Natural-language object grounding data:
--- START ---
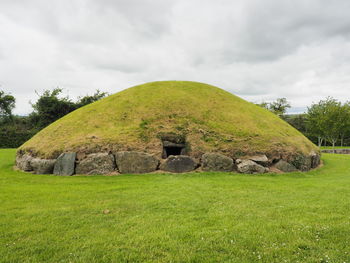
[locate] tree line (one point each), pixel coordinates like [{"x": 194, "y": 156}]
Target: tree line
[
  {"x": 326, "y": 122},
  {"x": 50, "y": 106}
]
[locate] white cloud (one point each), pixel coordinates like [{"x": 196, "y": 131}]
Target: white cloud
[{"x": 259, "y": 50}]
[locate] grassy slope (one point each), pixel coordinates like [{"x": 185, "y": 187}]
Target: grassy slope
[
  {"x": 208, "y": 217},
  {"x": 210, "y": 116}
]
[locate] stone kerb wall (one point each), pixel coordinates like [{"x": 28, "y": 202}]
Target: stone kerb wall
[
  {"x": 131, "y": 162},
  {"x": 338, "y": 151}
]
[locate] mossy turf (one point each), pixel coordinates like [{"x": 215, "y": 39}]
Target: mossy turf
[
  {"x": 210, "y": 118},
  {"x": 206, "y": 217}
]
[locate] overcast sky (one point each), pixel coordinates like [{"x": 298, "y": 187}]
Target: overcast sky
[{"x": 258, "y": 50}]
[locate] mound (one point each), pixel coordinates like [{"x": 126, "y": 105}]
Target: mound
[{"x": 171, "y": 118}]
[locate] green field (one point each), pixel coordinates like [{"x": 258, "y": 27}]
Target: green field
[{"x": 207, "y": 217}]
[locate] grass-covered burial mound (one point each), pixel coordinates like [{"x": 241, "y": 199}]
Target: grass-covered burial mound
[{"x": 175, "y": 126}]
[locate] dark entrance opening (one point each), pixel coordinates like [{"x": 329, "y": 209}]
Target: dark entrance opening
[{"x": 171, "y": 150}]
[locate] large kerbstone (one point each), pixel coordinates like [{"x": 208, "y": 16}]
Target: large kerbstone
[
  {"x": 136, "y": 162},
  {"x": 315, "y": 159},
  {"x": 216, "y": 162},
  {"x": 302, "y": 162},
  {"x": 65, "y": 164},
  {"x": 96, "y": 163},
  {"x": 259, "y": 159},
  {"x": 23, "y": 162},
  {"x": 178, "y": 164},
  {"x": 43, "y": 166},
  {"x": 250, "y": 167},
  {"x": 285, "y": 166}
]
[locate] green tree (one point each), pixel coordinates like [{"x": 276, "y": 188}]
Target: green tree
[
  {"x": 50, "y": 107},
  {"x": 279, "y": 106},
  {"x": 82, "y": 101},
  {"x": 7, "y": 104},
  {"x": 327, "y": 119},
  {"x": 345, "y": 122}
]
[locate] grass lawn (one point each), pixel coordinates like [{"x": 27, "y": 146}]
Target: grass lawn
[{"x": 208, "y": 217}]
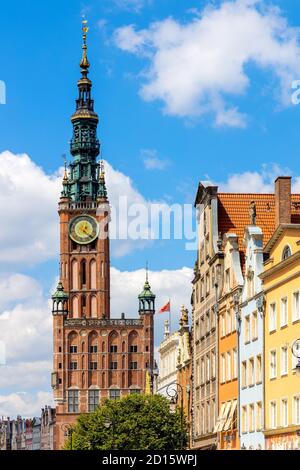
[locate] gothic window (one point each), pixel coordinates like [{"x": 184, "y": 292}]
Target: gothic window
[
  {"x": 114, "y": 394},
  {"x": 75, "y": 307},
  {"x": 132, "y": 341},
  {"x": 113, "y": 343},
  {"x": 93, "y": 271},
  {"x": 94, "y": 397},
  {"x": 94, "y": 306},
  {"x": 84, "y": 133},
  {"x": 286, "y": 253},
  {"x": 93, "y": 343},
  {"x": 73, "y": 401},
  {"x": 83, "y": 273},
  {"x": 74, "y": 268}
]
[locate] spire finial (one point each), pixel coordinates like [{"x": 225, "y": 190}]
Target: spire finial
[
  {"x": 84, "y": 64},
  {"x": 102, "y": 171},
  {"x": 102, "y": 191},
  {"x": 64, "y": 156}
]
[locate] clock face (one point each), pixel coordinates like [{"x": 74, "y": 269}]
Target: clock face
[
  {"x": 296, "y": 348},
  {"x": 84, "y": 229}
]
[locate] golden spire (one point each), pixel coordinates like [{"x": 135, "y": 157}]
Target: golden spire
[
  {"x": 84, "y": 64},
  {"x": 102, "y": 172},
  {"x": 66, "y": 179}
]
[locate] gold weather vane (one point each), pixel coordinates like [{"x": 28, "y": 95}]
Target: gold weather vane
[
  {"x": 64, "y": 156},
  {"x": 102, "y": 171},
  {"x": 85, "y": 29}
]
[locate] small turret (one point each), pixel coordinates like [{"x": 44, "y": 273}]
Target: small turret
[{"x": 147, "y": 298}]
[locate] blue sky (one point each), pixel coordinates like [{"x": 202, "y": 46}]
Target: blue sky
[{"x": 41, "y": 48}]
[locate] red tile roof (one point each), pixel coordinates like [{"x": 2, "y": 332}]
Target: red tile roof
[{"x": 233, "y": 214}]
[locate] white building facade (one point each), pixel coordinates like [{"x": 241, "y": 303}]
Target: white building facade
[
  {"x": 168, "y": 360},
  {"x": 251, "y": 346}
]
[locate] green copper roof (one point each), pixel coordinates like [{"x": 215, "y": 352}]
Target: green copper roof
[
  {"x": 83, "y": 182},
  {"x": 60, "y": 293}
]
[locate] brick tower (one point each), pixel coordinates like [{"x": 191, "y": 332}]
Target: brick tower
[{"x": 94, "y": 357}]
--- END ---
The records above, minus their pictures, are to be returned word for word.

[locate] tree line (one point each), pixel coordinates like [{"x": 194, "y": 156}]
Target: tree line
[
  {"x": 326, "y": 122},
  {"x": 50, "y": 106}
]
[locate] white cloud (one point each), pixel coordinates like [{"x": 196, "y": 131}]
Target: white cloud
[{"x": 259, "y": 50}]
[locate] grassy slope (one point each), pixel coordinates like [{"x": 185, "y": 187}]
Target: grassy slope
[
  {"x": 208, "y": 217},
  {"x": 210, "y": 116}
]
[locate] stone kerb wall (one point each), pixel coordinates like [{"x": 28, "y": 202}]
Target: stone kerb wall
[
  {"x": 131, "y": 162},
  {"x": 338, "y": 151}
]
[locate] mossy turf (one point each), pixel coordinates like [{"x": 215, "y": 39}]
Target: mossy turf
[
  {"x": 210, "y": 118},
  {"x": 206, "y": 217}
]
[locate] overcast sky (one point each), pixel coordinates like [{"x": 298, "y": 187}]
Target: overcast sky
[{"x": 258, "y": 50}]
[locate] mound (one point each), pixel coordinates like [{"x": 126, "y": 105}]
Target: mound
[{"x": 171, "y": 118}]
[locate] green field (one point each), pixel coordinates like [{"x": 258, "y": 27}]
Target: green field
[{"x": 207, "y": 217}]
[locate] grass-covered burial mound (one point each), pixel coordinates like [{"x": 241, "y": 199}]
Target: grass-covered burial mound
[{"x": 175, "y": 126}]
[locate] dark entrance opening (one point each), pixel coordinates like [{"x": 329, "y": 209}]
Target: dark entrance opening
[{"x": 171, "y": 150}]
[locate] large kerbstone (one point each), pixel coordinates like [{"x": 208, "y": 16}]
Target: large kerbstone
[
  {"x": 136, "y": 162},
  {"x": 315, "y": 159},
  {"x": 216, "y": 162},
  {"x": 302, "y": 162},
  {"x": 65, "y": 164},
  {"x": 96, "y": 163},
  {"x": 259, "y": 159},
  {"x": 23, "y": 162},
  {"x": 178, "y": 164},
  {"x": 43, "y": 166},
  {"x": 250, "y": 167},
  {"x": 285, "y": 166}
]
[locate] green tree (one point each), pixel coordinates like [{"x": 276, "y": 188}]
Target: green tree
[
  {"x": 50, "y": 107},
  {"x": 279, "y": 106},
  {"x": 82, "y": 101},
  {"x": 7, "y": 104},
  {"x": 327, "y": 119},
  {"x": 345, "y": 122}
]
[locate] grass lawn (one point each), pixel coordinates like [{"x": 27, "y": 146}]
Target: grass lawn
[{"x": 208, "y": 217}]
[locate] gothic window (one point each), pixel coordinates like [{"x": 184, "y": 292}]
Target: gothic window
[
  {"x": 114, "y": 394},
  {"x": 75, "y": 307},
  {"x": 132, "y": 341},
  {"x": 113, "y": 343},
  {"x": 93, "y": 271},
  {"x": 94, "y": 397},
  {"x": 94, "y": 306},
  {"x": 84, "y": 133},
  {"x": 286, "y": 253},
  {"x": 93, "y": 343},
  {"x": 73, "y": 401},
  {"x": 83, "y": 273},
  {"x": 74, "y": 268}
]
[locate] spire finial (one point each), pixel coordinates like [{"x": 225, "y": 190}]
Target: spire finial
[
  {"x": 84, "y": 64},
  {"x": 102, "y": 171},
  {"x": 102, "y": 191},
  {"x": 64, "y": 156}
]
[locate] clock face (one point each), pixel coordinates like [{"x": 74, "y": 269}]
Target: clock face
[
  {"x": 296, "y": 348},
  {"x": 84, "y": 229}
]
[locate] golden spire (one point each), pixel coordinates like [{"x": 135, "y": 157}]
Target: golden spire
[
  {"x": 84, "y": 64},
  {"x": 102, "y": 172},
  {"x": 66, "y": 179}
]
[locate] gold weather vane (one point each), pixel coordinates like [{"x": 28, "y": 95}]
Target: gold weather vane
[
  {"x": 64, "y": 156},
  {"x": 102, "y": 171},
  {"x": 85, "y": 29}
]
[locate] small turret (one point each), pixel coordinates like [{"x": 44, "y": 273}]
Target: small turret
[{"x": 147, "y": 298}]
[locate] blue sky (one point each), pixel coordinates like [{"x": 202, "y": 46}]
Target: blue sky
[{"x": 41, "y": 48}]
[locate] red tile roof (one point each), pixel coordinates like [{"x": 2, "y": 332}]
Target: red tile roof
[{"x": 233, "y": 214}]
[locate] white building facade (one point each), pixel coordinates like [{"x": 241, "y": 303}]
Target: white building facade
[
  {"x": 168, "y": 360},
  {"x": 251, "y": 346}
]
[locate] green copper roof (one point each), pixel coordinates like [{"x": 215, "y": 352}]
Target: green copper roof
[
  {"x": 83, "y": 182},
  {"x": 60, "y": 293}
]
[locate] brick tower (one point each), pixel coordinates like [{"x": 191, "y": 332}]
Target: brick tower
[{"x": 94, "y": 357}]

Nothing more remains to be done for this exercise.